■ **Prompt 1**
In the passage on moral and spiritual threats, rewrite the paragraph beginning "In our communities, we are intellectualizing" as a short bulleted list that keeps its main points.

■ **Document passage**
Today in our world, in our nation, in our communities, and in our personal lives we are facing some of the greatest moral and spiritual threats ever faced by humankind.  I would say the greatest pressure on Christians to day is to compromise their moral and spiritual principles with the powers and principalities of this world.  The energy and sources of our moral and spiritual threats come at us not from outside sources but from within demonic, human pride.

          Through human pride, under the banners of globalization, so-called cultural diversity, pseudo-intellectualism, and political correctness we are being tempted to abandon the uniqueness of God’s presence in Jesus the Christ.  Jesus is simply becoming one mighty, holy man among many across the annuals of human history.  For many, Jesus, his teachings, his death, and resurrection are no longer the way to life and it more abundantly before God, but simply good, moral, and ethical ways to live minus the Christians mythology.

          In our communities, we are intellectualizing moral depravity under the rubrics of so-called human freedom and civil rights. Our moral, spiritual, and public leadership hide behind pseudo-intellectualism and so-called philosophies of tolerance. Tolerating the unrestrained impulses of humanity’s lowest common denominators is not freedom but slavery to sin.

■ **Excerpts of bounding box data**
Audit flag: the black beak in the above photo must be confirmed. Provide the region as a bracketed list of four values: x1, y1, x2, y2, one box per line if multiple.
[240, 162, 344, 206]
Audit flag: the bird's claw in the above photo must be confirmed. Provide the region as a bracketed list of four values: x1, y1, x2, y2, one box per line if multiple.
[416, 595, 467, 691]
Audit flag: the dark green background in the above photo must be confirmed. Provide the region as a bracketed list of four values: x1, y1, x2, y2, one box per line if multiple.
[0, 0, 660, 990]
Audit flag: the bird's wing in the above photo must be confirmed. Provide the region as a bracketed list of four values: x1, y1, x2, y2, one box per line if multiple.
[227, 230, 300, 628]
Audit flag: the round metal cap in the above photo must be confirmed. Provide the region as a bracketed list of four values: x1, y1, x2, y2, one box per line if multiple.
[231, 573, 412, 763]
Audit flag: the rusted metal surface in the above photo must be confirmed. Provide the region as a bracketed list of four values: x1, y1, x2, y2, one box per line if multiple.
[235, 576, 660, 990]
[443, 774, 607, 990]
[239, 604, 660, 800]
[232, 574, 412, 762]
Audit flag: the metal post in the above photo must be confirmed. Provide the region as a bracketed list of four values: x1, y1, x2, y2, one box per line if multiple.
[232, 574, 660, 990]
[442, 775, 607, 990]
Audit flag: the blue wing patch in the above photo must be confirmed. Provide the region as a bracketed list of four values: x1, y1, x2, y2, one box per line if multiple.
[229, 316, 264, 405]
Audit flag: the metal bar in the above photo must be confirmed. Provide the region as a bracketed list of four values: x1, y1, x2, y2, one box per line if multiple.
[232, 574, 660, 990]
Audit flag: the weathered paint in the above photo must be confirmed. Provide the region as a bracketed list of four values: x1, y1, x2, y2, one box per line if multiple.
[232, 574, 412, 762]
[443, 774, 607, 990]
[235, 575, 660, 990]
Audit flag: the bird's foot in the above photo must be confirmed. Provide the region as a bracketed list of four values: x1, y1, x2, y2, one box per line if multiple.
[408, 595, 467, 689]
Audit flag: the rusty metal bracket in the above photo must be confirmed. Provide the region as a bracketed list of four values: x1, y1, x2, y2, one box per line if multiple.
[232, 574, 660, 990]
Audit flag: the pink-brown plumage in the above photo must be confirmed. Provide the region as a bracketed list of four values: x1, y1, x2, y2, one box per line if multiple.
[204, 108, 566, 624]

■ **Prompt 2**
Turn the rows of bounding box data into a Markdown table with the columns Row and Line, starting with the line that contains "Audit flag: the blue" and going on through the line that contains "[408, 595, 467, 689]". Number each line and leave out blank lines.

■ **Response 1**
- In our communities, moral depravity is being intellectualized under the labels of so-called human freedom and civil rights.
- Moral, spiritual, and public leaders hide behind pseudo-intellectualism and so-called philosophies of tolerance.
- Tolerating humanity's lowest, unrestrained impulses is not freedom but slavery to sin.

■ **Response 2**
| Row | Line |
|---|---|
| 1 | Audit flag: the blue wing patch in the above photo must be confirmed. Provide the region as a bracketed list of four values: x1, y1, x2, y2, one box per line if multiple. |
| 2 | [229, 316, 264, 405] |
| 3 | Audit flag: the metal bar in the above photo must be confirmed. Provide the region as a bracketed list of four values: x1, y1, x2, y2, one box per line if multiple. |
| 4 | [232, 574, 660, 990] |
| 5 | Audit flag: the weathered paint in the above photo must be confirmed. Provide the region as a bracketed list of four values: x1, y1, x2, y2, one box per line if multiple. |
| 6 | [232, 574, 412, 762] |
| 7 | [443, 774, 607, 990] |
| 8 | [235, 575, 660, 990] |
| 9 | Audit flag: the bird's foot in the above photo must be confirmed. Provide the region as a bracketed list of four values: x1, y1, x2, y2, one box per line if multiple. |
| 10 | [408, 595, 467, 689] |